> [Document excerpt]
┄┄┄┄┄┄
December 18.—A day at the Institute testing the cutting-machine. As to-day the machinery goes for the first time, all the workmen have to be treated to Soba (a kind of macaroni made of buckwheat), and we had the chief engineer from the factory to tea. The machinery goes almost noiselessly, and the ingenious shield round the wheel makes it very clean. At present, however, it cuts rather slowly, probably because the wheels are new and have not got thoroughly penetrated by the carborundum. In the evening I went to a nice dance.
December 19.—A quiet day at the Institute. The Japanese fossils are harder than the English ones, and take a lot of cutting.
In the evening the Geologists of Tokio gave me a dinner—European style, of course; they cannot understand that I would much prefer Japanese style. There were no other ladies, and no foreigners, and the dinner was very enjoyable; as nearly all of them could speak English or German, conversation did not flag. I am beginning not to be so afraid of after-dinner speeches, though I make them very short.
Afterwards we sat round and talked music the whole evening, some examples of all their kinds being given by a dear old fat professor, whose name I have forgotten, and who looked very German. It seemed rude to refuse to let them hear English and other European music, so I sang a Norwegian, a Scotch, an English, and a German song; the two latter they did not like—the two former pleased them, as I knew they would. Their music is so fundamentally different that they cannot like our music without training, particularly soprano singing; the minor key Scotch things appeal to them much more directly. I rather like their music, which is somewhat unusual for a foreigner—but the strained sound in it which they cultivate (a question largely of breathing) spoils it for me. On the other hand, our clear notes, with no sound of the breath, do not please them!
┄┄┄┄┄┄
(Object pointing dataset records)
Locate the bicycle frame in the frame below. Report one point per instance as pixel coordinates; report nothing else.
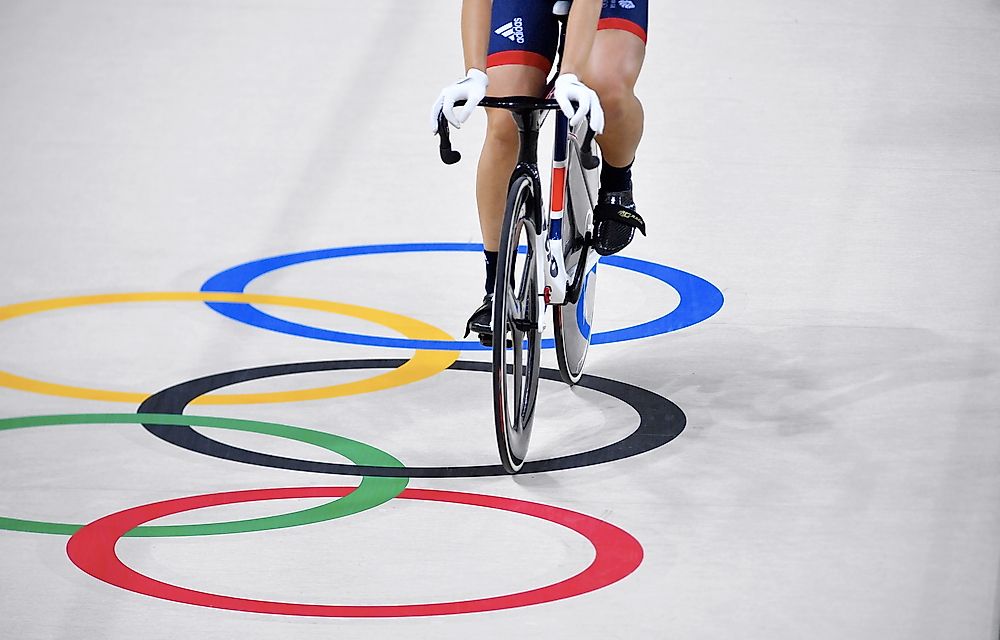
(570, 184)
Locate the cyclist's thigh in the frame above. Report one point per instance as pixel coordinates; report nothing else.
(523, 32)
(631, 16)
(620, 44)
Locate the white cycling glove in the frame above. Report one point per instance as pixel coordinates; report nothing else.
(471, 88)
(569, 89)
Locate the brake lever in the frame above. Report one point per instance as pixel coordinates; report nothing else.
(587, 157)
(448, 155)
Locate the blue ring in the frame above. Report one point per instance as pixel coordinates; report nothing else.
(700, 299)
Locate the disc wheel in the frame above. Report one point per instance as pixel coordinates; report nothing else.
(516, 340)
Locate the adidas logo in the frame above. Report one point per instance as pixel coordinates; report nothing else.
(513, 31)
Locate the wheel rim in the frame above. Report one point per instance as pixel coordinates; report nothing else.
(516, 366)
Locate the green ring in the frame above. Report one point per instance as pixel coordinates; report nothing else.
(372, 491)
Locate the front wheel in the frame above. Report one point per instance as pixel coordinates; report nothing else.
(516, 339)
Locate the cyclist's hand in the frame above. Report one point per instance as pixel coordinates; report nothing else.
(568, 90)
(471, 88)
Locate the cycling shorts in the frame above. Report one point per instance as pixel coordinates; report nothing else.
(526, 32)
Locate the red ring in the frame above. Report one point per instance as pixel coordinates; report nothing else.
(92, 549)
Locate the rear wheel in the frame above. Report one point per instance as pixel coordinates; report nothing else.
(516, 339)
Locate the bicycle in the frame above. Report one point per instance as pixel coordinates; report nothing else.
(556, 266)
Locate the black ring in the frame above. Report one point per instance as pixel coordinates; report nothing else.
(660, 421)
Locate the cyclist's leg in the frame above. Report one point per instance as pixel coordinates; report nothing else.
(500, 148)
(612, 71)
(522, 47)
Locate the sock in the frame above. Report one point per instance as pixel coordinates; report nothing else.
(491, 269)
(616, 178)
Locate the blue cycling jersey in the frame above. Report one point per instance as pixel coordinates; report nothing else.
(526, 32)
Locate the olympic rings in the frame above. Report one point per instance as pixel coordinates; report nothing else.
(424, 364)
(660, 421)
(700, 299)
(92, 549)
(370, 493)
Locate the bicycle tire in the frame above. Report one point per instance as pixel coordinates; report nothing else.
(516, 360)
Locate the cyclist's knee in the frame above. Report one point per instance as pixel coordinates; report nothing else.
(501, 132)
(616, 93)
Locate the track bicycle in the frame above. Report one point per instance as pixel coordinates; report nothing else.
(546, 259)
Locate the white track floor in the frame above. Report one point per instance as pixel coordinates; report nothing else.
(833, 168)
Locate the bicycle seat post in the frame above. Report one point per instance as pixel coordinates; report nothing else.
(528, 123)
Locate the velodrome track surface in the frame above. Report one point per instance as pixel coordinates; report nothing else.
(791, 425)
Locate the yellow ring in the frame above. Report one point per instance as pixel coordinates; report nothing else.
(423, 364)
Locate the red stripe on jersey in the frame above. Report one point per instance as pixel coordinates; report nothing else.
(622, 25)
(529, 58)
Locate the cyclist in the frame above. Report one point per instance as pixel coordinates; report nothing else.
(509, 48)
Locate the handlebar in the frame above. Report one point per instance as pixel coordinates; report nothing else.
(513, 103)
┄┄┄┄┄┄
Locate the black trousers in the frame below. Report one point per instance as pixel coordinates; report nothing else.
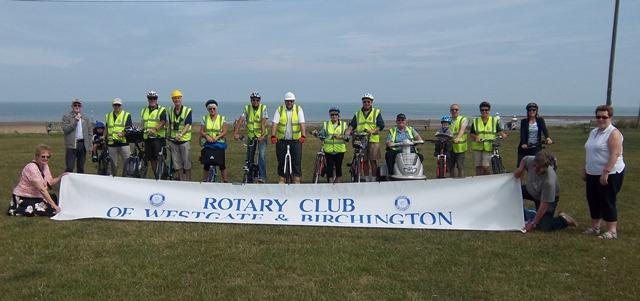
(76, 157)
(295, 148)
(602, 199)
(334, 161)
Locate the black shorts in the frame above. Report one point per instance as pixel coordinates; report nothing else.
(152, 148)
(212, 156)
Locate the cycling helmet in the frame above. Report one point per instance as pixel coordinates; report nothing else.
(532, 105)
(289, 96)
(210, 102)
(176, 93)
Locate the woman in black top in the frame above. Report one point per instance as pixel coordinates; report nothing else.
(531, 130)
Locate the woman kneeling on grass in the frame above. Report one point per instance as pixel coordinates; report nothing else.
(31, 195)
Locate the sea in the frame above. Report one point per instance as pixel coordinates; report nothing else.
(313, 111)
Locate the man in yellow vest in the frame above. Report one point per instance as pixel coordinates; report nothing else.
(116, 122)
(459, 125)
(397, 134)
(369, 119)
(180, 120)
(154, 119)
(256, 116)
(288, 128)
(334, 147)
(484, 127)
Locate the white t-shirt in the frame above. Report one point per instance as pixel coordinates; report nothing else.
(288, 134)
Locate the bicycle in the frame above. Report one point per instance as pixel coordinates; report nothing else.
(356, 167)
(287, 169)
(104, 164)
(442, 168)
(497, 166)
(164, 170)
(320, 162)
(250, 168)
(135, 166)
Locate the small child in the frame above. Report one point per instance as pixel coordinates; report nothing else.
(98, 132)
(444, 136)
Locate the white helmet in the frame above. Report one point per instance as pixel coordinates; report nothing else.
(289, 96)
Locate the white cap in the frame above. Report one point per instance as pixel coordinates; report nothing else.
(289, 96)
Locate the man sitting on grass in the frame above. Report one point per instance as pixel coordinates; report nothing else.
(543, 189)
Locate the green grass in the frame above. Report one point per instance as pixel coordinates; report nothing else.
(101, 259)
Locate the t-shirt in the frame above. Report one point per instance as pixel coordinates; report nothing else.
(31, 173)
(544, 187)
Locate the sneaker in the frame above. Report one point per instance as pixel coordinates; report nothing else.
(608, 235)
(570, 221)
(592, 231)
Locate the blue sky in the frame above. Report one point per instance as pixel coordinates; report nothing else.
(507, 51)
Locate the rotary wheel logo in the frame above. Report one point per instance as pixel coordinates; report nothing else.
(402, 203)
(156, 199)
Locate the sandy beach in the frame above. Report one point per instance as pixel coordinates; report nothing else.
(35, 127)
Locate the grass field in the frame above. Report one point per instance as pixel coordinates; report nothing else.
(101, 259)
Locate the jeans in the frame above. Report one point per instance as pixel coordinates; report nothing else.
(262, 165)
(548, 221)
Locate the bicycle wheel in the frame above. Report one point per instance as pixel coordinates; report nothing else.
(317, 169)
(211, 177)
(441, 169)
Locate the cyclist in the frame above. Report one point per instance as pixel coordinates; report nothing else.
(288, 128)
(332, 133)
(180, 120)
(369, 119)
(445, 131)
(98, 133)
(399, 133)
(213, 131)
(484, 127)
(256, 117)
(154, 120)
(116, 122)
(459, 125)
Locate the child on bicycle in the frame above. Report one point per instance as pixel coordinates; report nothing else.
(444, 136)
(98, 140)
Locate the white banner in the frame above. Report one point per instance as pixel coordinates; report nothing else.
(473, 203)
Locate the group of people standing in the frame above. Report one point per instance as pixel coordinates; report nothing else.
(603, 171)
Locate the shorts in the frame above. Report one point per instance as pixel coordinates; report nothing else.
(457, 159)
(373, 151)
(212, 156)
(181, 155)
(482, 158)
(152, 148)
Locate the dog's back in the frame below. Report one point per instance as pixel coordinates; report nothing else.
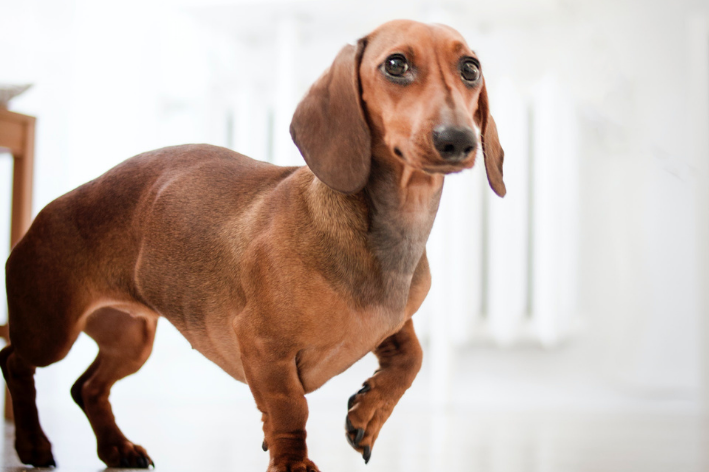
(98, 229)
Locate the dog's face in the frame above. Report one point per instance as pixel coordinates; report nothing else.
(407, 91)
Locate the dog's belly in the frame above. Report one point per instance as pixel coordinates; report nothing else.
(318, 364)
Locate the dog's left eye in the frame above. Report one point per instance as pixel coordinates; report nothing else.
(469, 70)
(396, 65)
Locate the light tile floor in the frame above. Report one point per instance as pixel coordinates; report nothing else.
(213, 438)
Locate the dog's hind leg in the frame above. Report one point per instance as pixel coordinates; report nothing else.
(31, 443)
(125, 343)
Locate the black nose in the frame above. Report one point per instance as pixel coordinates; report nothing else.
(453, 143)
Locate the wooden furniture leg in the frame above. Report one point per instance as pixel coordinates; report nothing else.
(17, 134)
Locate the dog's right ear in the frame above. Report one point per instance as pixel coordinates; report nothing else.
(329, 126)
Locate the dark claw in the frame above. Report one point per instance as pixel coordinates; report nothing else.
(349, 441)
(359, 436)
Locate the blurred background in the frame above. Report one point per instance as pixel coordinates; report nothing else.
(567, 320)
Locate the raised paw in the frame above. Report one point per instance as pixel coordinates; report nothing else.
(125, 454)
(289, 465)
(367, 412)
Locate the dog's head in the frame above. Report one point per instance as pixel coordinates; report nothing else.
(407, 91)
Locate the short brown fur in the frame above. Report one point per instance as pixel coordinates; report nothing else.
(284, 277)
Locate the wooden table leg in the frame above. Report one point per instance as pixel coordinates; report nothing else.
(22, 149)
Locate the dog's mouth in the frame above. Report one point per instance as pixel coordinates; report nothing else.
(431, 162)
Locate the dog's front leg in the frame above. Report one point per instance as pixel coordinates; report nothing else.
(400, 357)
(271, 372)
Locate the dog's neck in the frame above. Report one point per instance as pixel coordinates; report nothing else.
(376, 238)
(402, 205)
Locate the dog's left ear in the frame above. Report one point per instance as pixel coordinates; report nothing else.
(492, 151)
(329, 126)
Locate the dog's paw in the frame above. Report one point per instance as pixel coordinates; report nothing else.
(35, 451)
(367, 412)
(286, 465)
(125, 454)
┄┄┄┄┄┄
> [Tasks for this exercise]
[1] In the diary excerpt, what were the workmen treated to on the day the machinery first ran?
[2] List every line of the records that contains the word "yellow".
The diary excerpt and the records are unrelated pieces of material.

> [Solutions]
[1] Soba, a kind of macaroni made of buckwheat.

[2]
Locate the yellow ring in the frame above. Report one point per instance as pixel coordinates; report nothing else.
Locate the man in yellow vest in the frame above. Report one point per instance as pixel coordinates; report nothing else.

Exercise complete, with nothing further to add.